*** MATERIAL TO PROCESS ***

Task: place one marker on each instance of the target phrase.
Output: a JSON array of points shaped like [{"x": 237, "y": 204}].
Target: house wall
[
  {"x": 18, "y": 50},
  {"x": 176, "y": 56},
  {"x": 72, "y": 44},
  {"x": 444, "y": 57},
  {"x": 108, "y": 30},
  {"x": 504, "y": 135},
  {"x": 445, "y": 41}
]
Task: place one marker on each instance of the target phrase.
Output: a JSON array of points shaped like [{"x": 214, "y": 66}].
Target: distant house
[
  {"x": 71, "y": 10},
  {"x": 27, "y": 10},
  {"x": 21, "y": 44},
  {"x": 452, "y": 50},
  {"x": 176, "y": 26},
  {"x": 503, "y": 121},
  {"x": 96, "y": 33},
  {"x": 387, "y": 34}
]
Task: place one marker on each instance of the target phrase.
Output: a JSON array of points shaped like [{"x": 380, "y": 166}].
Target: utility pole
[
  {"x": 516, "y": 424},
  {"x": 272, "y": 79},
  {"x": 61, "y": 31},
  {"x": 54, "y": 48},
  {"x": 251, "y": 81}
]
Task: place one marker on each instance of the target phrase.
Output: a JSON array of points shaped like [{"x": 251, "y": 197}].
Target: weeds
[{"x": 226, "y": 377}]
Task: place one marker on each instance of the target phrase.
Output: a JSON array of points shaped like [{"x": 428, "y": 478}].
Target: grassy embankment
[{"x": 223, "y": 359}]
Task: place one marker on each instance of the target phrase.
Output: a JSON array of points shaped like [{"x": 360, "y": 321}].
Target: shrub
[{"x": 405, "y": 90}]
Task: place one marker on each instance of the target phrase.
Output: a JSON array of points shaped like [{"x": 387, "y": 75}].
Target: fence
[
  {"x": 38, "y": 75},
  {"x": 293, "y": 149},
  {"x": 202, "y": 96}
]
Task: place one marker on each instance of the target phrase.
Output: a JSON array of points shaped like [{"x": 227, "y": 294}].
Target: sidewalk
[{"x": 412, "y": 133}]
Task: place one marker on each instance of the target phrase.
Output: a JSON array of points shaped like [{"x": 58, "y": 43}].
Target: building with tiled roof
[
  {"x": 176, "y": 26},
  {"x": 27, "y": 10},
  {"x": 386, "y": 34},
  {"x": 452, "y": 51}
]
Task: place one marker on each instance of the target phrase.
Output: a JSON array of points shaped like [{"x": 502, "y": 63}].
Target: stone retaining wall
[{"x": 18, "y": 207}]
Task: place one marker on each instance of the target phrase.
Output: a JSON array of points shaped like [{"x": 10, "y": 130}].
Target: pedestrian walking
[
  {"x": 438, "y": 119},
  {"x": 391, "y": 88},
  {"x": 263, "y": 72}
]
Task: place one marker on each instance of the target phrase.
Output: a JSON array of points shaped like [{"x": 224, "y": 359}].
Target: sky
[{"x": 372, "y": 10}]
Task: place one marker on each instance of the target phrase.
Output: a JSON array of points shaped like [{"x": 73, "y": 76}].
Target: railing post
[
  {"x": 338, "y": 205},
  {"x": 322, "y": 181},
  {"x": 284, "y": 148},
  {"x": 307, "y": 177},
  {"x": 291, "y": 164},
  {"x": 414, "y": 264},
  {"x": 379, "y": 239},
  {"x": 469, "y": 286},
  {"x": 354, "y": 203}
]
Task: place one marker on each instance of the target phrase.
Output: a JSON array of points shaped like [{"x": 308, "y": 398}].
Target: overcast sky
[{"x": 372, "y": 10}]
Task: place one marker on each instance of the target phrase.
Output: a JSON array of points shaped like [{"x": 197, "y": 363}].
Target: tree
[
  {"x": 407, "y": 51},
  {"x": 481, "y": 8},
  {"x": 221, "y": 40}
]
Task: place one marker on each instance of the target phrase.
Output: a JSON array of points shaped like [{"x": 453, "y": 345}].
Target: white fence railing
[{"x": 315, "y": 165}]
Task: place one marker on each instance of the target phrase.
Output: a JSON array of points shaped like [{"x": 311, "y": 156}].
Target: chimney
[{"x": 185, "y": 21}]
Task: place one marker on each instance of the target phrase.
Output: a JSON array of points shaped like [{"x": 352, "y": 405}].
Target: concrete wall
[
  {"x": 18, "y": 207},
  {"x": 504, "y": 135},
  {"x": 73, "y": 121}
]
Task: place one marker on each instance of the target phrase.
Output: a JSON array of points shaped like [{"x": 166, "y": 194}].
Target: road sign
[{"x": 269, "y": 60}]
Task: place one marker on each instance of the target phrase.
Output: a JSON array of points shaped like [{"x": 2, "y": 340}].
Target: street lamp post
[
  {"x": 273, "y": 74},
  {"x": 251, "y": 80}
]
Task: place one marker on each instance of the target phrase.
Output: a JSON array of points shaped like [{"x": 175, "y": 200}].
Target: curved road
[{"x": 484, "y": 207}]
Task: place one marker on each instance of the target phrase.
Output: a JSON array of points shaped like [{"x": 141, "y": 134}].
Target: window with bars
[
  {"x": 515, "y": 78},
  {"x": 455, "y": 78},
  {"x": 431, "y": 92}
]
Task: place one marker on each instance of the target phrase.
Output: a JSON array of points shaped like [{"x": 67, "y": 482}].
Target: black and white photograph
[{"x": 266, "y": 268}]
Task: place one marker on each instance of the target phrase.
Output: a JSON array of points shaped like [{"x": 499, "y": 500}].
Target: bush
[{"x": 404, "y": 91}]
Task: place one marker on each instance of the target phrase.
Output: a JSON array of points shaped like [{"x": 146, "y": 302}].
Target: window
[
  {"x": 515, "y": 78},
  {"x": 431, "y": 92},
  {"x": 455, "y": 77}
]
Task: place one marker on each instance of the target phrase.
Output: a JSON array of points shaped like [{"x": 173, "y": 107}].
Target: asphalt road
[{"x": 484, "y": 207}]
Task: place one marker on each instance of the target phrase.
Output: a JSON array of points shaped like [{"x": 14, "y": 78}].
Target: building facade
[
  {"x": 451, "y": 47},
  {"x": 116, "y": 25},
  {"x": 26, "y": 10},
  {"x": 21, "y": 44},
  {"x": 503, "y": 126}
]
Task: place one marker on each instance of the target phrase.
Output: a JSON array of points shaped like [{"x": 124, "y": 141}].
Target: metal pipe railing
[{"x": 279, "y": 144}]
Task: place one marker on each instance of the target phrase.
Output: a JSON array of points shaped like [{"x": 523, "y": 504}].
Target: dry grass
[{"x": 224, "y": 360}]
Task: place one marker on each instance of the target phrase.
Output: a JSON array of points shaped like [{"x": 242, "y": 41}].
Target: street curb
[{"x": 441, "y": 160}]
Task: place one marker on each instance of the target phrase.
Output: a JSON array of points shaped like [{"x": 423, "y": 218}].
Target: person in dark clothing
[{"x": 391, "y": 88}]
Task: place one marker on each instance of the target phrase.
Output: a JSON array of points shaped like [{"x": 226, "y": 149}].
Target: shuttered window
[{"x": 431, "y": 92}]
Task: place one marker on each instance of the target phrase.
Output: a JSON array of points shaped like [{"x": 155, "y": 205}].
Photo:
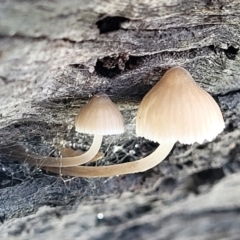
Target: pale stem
[
  {"x": 119, "y": 169},
  {"x": 18, "y": 153}
]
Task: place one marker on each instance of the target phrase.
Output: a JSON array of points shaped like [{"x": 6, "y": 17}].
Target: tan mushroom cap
[
  {"x": 100, "y": 116},
  {"x": 177, "y": 109}
]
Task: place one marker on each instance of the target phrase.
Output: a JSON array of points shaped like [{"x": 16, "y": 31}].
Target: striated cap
[
  {"x": 177, "y": 109},
  {"x": 100, "y": 116}
]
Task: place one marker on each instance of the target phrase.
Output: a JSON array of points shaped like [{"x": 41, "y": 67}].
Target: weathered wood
[{"x": 55, "y": 54}]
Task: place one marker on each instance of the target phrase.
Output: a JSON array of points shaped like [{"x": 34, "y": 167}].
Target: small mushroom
[
  {"x": 100, "y": 116},
  {"x": 175, "y": 109}
]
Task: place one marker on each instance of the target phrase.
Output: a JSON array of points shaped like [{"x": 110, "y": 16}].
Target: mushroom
[
  {"x": 175, "y": 109},
  {"x": 100, "y": 116}
]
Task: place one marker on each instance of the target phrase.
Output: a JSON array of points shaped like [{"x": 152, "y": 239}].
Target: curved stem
[
  {"x": 119, "y": 169},
  {"x": 18, "y": 153}
]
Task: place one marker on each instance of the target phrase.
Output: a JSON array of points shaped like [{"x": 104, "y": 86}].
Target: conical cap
[
  {"x": 100, "y": 116},
  {"x": 177, "y": 109}
]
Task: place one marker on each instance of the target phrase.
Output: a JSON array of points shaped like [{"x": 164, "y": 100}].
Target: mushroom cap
[
  {"x": 177, "y": 109},
  {"x": 99, "y": 116}
]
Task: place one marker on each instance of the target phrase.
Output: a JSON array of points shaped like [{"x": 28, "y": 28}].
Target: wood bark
[{"x": 54, "y": 55}]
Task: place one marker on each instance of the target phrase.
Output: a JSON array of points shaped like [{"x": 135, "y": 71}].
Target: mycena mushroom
[
  {"x": 175, "y": 109},
  {"x": 100, "y": 116}
]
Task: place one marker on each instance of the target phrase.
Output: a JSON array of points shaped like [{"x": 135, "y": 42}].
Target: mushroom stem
[
  {"x": 119, "y": 169},
  {"x": 18, "y": 153}
]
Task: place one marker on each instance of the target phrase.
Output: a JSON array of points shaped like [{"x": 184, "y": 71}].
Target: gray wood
[{"x": 54, "y": 55}]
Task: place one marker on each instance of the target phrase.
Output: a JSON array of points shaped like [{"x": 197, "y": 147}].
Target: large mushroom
[
  {"x": 175, "y": 109},
  {"x": 100, "y": 116}
]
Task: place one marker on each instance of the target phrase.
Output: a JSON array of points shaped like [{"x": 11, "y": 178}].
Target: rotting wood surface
[{"x": 54, "y": 55}]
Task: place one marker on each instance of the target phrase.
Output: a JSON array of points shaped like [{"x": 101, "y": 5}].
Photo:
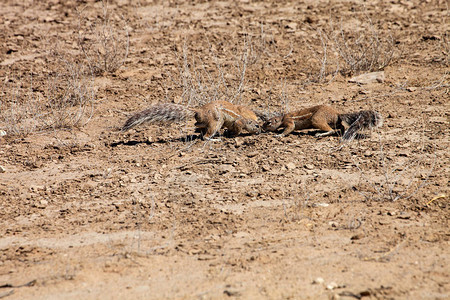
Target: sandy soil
[{"x": 156, "y": 213}]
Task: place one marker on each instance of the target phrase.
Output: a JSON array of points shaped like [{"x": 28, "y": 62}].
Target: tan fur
[
  {"x": 325, "y": 118},
  {"x": 210, "y": 117},
  {"x": 321, "y": 117}
]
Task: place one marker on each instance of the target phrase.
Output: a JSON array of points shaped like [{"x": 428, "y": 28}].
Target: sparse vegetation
[{"x": 103, "y": 42}]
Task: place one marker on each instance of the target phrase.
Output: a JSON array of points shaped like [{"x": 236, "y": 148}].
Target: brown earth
[{"x": 155, "y": 213}]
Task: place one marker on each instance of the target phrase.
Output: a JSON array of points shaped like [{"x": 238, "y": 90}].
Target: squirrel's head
[
  {"x": 273, "y": 123},
  {"x": 253, "y": 127}
]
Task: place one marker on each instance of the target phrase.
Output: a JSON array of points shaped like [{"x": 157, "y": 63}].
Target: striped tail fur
[
  {"x": 162, "y": 112},
  {"x": 365, "y": 119}
]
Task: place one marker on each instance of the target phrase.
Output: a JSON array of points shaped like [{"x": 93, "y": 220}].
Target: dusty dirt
[{"x": 91, "y": 213}]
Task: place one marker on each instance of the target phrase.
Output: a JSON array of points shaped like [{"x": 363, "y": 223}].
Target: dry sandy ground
[{"x": 156, "y": 213}]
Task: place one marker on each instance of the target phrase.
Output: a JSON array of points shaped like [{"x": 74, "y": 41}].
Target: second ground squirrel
[{"x": 326, "y": 118}]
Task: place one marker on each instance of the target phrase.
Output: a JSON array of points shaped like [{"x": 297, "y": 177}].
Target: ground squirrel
[
  {"x": 326, "y": 118},
  {"x": 210, "y": 117}
]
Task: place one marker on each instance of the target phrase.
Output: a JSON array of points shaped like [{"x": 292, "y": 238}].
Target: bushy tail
[
  {"x": 162, "y": 112},
  {"x": 365, "y": 119}
]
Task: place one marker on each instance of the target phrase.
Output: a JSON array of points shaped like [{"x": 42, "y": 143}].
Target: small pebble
[
  {"x": 318, "y": 280},
  {"x": 332, "y": 285}
]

***

** EXERCISE AIM **
How many lines in the rows above contain the string "house"? Case counts, so match only that exact capitalization, and reply with the number alone.

** OUTPUT OF THE EXERCISE **
2